## AIM OF THE TASK:
Can all of these lines be returned exactly?

## SOURCE DATA:
(begin)

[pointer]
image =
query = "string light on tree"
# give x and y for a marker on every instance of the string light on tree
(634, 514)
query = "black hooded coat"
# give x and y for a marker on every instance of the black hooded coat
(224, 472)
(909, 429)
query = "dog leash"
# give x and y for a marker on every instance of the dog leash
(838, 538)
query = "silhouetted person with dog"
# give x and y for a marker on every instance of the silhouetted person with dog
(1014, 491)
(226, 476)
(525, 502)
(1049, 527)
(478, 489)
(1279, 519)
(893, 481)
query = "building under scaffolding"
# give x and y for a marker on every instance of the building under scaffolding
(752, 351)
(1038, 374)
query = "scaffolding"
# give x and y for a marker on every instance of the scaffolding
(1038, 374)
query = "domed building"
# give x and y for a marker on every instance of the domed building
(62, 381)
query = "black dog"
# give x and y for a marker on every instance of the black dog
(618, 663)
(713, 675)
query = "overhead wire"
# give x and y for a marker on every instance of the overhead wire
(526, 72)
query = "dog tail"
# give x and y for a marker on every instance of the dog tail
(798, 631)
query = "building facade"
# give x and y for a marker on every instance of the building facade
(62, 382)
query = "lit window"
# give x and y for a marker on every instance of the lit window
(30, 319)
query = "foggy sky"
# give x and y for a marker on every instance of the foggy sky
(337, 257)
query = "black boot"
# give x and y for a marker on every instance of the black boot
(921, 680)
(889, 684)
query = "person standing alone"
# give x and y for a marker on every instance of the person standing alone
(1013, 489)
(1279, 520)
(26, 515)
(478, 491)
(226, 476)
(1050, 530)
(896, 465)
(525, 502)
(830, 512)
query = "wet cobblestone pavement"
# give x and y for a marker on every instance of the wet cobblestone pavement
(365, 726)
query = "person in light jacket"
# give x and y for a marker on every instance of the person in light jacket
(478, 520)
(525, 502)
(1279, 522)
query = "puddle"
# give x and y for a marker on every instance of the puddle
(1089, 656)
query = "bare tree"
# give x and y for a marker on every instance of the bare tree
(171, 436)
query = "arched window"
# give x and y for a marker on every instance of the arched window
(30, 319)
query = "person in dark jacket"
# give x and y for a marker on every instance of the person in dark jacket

(end)

## TASK RESULT:
[pointer]
image =
query = "string light on tree"
# give x and y for a marker on every instance of the string light on tree
(634, 514)
query = "black hooded coat"
# give x and y for a marker on every instance of the black hooded coat
(224, 472)
(909, 429)
query = "dog leash"
# give x and y for a marker on every instance of the dog leash
(838, 538)
query = "silhouetted person with dog"
# give x and y for a marker on every instance of the silhouetted person with dog
(1014, 491)
(226, 476)
(525, 502)
(1049, 527)
(478, 489)
(1279, 519)
(893, 481)
query = "building under scaffolding"
# give x and y for a marker on every instance of the building under scaffolding
(752, 351)
(1038, 374)
query = "scaffolding"
# give x and y for a marker on every instance of the scaffolding
(1038, 374)
query = "domed building"
# give x and y for a marker on every instance of the domed building
(62, 381)
query = "black dog"
# give x and y for a marker on every instance of the black dog
(618, 663)
(713, 675)
query = "overhead wire"
# give x and y for a marker on every instance of the overhead wire
(526, 72)
query = "dog tail"
# give x and y for a marker on every instance of the dog tail
(798, 631)
query = "building facade"
# give x and y for a marker on every instance of the building facade
(62, 382)
query = "lit window"
# give x and y for a marker on every instance of the lit window
(30, 319)
query = "foggy sky"
# give x and y for a marker on every instance of the foggy sky
(337, 257)
query = "black boot"
# give x and y for a marker on every instance of the black boot
(921, 680)
(889, 684)
query = "person standing alone"
# give x and y for a marker on every instance of the person standing alone
(1013, 489)
(1279, 520)
(26, 515)
(478, 491)
(226, 476)
(1050, 530)
(896, 465)
(525, 502)
(830, 512)
query = "wet cobblestone pavement"
# give x and y for a marker on every instance of the wet cobblestone pavement
(365, 726)
query = "person in light jacket"
# give x and y for a marker on every instance of the person in light jacket
(478, 520)
(525, 502)
(1279, 522)
query = "puddle"
# give x and y for a marker on every instance of the puddle
(1089, 656)
query = "bare tree"
# give x and y for a marker on every instance of the bare tree
(171, 436)
query = "arched window"
# give x and y for a marker on every instance of the arched window
(30, 319)
query = "person in dark jacket"
# give x and y for a marker on every instance of the person in dark jacket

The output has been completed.